* **To be done**: Please count how many lines of the items below contain the word "uniform". Reply with the number only.

* **Supplied data**:

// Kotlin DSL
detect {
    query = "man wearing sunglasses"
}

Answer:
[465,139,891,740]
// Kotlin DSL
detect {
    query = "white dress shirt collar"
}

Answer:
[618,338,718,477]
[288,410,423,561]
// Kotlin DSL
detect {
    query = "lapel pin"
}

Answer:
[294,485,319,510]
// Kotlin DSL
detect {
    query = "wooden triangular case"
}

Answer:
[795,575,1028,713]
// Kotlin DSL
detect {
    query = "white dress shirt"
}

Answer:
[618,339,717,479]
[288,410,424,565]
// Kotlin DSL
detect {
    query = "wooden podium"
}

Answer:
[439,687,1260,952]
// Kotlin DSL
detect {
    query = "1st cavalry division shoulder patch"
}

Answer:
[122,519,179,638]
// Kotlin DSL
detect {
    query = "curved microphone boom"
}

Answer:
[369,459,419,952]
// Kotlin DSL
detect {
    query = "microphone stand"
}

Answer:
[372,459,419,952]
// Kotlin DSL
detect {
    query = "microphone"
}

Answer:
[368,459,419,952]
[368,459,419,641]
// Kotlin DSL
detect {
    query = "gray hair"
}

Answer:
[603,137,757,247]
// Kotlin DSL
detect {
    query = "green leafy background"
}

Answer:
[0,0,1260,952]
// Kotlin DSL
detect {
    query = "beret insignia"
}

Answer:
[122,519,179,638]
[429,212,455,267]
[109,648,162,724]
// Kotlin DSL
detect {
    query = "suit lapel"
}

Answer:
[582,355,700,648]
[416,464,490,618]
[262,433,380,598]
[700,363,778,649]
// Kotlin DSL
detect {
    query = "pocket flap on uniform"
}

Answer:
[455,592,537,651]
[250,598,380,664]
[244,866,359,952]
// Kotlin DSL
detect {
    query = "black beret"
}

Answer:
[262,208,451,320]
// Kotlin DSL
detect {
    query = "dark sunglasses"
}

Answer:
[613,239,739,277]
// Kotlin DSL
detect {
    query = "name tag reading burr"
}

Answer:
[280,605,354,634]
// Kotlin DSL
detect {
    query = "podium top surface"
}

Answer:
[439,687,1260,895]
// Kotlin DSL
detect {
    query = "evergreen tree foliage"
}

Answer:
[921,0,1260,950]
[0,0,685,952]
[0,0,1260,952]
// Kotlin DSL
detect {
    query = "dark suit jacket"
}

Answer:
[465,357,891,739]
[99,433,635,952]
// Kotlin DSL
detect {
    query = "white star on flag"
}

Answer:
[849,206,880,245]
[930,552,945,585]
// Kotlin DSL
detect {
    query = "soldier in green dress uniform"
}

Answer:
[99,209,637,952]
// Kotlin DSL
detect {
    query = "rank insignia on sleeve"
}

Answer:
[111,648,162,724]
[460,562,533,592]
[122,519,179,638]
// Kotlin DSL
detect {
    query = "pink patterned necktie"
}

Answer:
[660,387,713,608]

* **Result of this task**: 2